**What is needed**
Copy the entries below word for word, from their first line through the line containing "xmin=507 ymin=314 xmax=648 ymax=661", both ends included.
- - - - - - -
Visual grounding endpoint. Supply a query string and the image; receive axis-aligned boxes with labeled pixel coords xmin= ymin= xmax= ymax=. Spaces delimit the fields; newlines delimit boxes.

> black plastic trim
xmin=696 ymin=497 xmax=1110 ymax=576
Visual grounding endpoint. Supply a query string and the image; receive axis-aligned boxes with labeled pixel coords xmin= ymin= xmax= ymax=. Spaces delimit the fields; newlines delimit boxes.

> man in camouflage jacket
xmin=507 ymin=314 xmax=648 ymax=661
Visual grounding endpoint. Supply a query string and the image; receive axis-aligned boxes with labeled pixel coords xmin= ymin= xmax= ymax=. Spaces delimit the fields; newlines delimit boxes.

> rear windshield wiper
- - - - - - -
**Response for this exercise**
Visual grounding endpoint. Supply a query string and the image; receive axis-aligned boxes with labeled pixel coords xmin= ymin= xmax= ymax=. Spaces delimit the fields; newlines delimit boxes.

> black plastic trim
xmin=696 ymin=497 xmax=1110 ymax=576
Visual grounding endpoint. Supply a query string and the image; receive axis-aligned boxes with labeled pixel coords xmin= ymin= xmax= ymax=. Spaces delimit the fields; newlines delimit boxes.

> man in camouflage jacket
xmin=507 ymin=314 xmax=648 ymax=661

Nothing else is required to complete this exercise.